Kaynak metne göre Meclis'te atmosferi giderek gerilen komisyonun adı nedir?

» **Kaynak Metin**:
§ §
Fırtınanın dışında kalanlar
Türkiye siyasetinde kimi zaman olayların merkezinde olmak kadar, o olayların dışında kalabilmek de belirleyicidir. CHP’nin İstanbul İl Kongresi etrafında kopan hukuki fırtına ve Meclis’teki Kardeşlik Komisyonu’nun giderek gerilen atmosferi, tam da böyle bir dönemi işaret ediyor. Bir yanda mahkeme salonlarında “geçici yönetim” tartışmaları, öte yanda Meclis koridorlarında “kardeşlik” kavramı üzerinden şekillenen ancak her geçen gün daha fazla karşıtlık üreten bir komisyon. Bu iki eksen, Türkiye’nin siyasî iklimine dair önemli sinyaller veriyor.
§ §
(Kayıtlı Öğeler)
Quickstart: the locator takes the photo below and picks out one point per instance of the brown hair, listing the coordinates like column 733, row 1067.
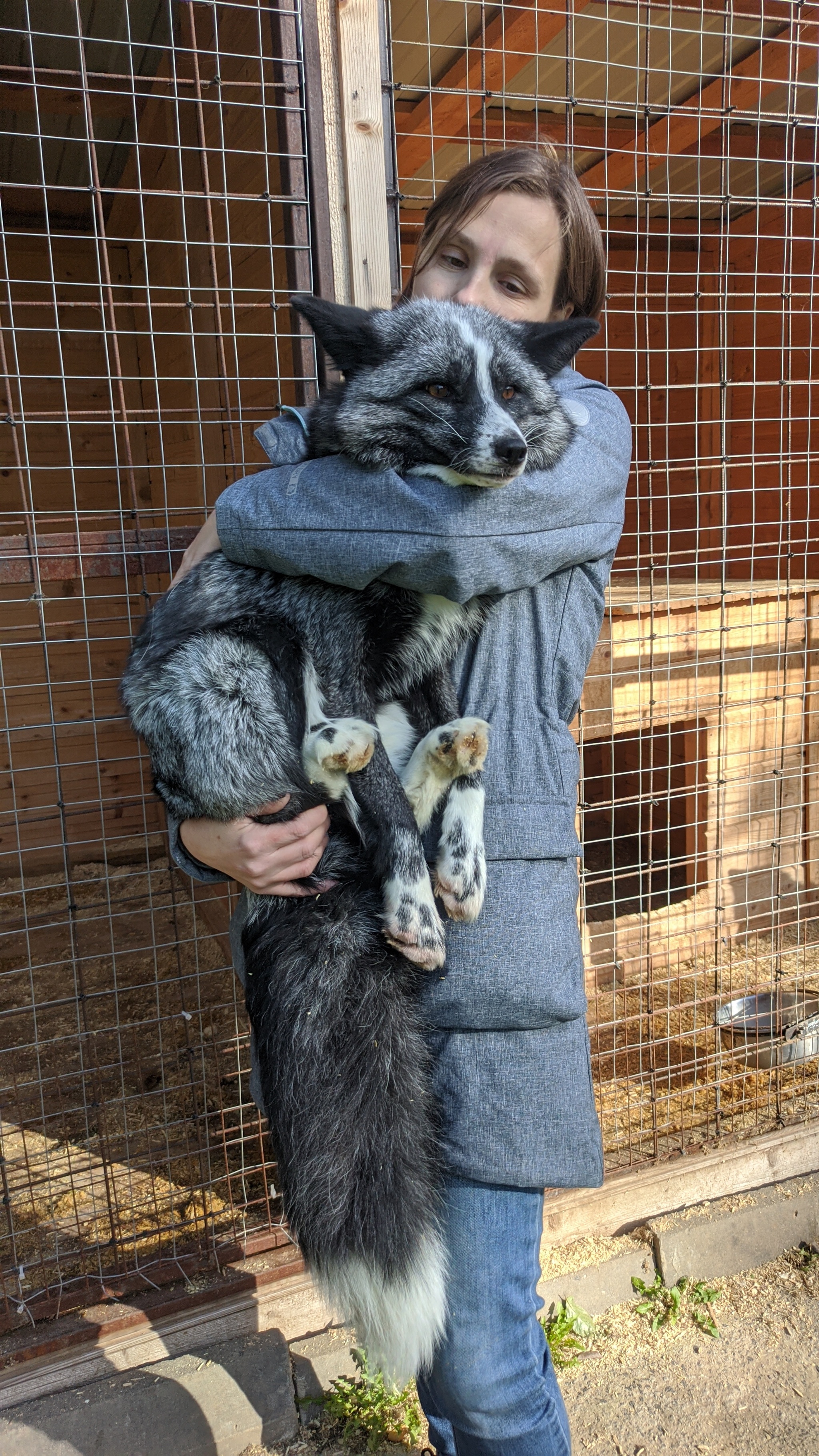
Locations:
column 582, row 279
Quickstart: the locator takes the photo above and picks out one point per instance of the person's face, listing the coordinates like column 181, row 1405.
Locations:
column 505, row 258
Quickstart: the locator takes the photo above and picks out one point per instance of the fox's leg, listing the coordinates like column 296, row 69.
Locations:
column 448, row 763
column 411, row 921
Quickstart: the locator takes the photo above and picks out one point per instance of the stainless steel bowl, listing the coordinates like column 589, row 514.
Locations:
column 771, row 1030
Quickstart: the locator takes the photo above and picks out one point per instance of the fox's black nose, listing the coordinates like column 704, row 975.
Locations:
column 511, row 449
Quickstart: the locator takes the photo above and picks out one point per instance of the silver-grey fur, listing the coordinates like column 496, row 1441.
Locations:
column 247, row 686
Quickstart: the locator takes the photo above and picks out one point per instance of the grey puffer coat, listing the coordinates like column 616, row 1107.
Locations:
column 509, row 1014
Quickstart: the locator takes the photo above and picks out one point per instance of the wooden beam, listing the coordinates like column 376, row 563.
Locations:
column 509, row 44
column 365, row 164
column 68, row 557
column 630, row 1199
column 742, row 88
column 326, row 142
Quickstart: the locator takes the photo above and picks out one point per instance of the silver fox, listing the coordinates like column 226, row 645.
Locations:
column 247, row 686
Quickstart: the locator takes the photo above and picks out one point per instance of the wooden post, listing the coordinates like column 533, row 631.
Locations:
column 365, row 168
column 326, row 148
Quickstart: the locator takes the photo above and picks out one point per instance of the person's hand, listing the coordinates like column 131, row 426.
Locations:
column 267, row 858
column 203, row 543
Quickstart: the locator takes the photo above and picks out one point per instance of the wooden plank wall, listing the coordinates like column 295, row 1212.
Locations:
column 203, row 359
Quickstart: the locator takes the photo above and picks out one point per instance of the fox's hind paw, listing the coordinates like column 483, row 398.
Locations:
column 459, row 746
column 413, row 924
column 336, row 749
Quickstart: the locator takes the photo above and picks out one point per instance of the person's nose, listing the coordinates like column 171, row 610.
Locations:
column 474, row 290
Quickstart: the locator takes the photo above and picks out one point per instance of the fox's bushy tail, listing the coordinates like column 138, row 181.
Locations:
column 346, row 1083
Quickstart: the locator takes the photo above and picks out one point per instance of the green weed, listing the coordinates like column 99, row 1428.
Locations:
§ §
» **Alıştırmanın Çözümü**:
Kardeşlik Komisyonu.